• _TASK INSTRUCTIONS_:
1. In the text on home brewing and distilling, which activity is named as the illegal part?
2. Repeat the passage of the home brewing text from "Yeast from a" up to and including "Sugar wine woot!".

Making wines, hard ciders, beers, is legal. Distilling is the illegal part. They purposely and admittedly say that they make it outrageously difficult to obtain a distilling license. Now on the other hand, getting an ethanol license is apparently easy and just some paperwork to fill out. Again, unless you have a farm of some sort or access to a lot of cheap crop (anything with sugar or starch) it's not really worth while. At that point it really depends on how efficient your fermentation is and your still. My store bought bakers yeast fermented out to like 9-10% ABV and it was a 5 gallon carboy. Lets just say 5 gallons is 19 liters, multiply by .1, and that's 1.9 liters of 100% alcohol I would get, which I can't get using a still.

 

Yeast from a brew shop and other cultivated species can get up to like 25%. The limiting factor for yeast is alcohol content and food/environment. If they run out of sugar or nutrients to feast on, they stop. If the alcohol content gets to a certain point, they stop/die. If it's too hot or cold, they stop. Wines, you won't load up with sugar for them to feast, because you don't want a 25% ABV/50 proof wine and if you stop it early or get a species of yeast that dies at a low ABV then it still has unfermented sugar and is sweet. Sugar wine woot!

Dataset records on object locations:
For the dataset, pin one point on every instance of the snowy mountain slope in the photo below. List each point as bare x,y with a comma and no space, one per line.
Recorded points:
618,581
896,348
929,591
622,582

* * *

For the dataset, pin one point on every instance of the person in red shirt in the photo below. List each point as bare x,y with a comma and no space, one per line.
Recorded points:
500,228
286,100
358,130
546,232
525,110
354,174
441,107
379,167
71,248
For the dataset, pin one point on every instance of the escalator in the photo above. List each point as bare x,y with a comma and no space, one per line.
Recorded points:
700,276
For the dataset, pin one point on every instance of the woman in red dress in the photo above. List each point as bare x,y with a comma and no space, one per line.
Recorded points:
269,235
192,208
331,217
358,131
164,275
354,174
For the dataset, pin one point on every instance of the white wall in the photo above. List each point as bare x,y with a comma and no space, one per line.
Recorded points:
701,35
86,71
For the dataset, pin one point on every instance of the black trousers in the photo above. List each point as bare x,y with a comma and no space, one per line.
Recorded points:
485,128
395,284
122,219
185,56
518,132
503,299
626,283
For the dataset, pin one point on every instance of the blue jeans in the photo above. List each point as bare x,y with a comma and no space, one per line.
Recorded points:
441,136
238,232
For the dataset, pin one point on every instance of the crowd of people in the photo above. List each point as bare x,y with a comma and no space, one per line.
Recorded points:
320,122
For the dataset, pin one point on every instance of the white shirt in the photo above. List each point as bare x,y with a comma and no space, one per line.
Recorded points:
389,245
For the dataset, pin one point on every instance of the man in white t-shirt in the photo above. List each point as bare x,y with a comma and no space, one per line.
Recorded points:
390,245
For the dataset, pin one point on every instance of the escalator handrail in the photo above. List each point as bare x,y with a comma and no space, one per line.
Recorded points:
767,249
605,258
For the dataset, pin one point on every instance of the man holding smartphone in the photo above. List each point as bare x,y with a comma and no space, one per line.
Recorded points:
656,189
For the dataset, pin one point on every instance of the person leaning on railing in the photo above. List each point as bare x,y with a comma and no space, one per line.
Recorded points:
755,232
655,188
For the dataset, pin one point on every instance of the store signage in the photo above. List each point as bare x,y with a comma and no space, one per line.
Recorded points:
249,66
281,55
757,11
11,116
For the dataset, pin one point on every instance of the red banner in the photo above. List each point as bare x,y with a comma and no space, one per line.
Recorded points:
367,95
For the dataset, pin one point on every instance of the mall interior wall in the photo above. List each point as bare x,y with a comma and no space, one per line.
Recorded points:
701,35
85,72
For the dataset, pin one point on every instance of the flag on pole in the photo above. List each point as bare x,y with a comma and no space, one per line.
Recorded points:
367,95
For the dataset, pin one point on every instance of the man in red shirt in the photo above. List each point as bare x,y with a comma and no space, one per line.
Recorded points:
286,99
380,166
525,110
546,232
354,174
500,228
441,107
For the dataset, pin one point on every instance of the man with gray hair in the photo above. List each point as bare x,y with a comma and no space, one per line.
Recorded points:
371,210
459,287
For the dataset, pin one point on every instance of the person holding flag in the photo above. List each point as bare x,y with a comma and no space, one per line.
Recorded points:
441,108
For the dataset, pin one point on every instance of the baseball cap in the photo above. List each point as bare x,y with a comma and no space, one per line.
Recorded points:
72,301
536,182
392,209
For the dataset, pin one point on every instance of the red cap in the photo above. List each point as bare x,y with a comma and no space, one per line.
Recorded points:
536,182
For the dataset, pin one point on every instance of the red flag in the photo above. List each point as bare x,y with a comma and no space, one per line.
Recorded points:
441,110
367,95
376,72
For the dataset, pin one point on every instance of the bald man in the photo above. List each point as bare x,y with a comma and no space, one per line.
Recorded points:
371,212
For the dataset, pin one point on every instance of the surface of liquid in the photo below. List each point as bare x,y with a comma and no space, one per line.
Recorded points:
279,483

• _OUTPUTS BY TASK_:
1. Distilling.

2.
Yeast from a brew shop and other cultivated species can get up to like 25%. The limiting factor for yeast is alcohol content and food/environment. If they run out of sugar or nutrients to feast on, they stop. If the alcohol content gets to a certain point, they stop/die. If it's too hot or cold, they stop. Wines, you won't load up with sugar for them to feast, because you don't want a 25% ABV/50 proof wine and if you stop it early or get a species of yeast that dies at a low ABV then it still has unfermented sugar and is sweet. Sugar wine woot!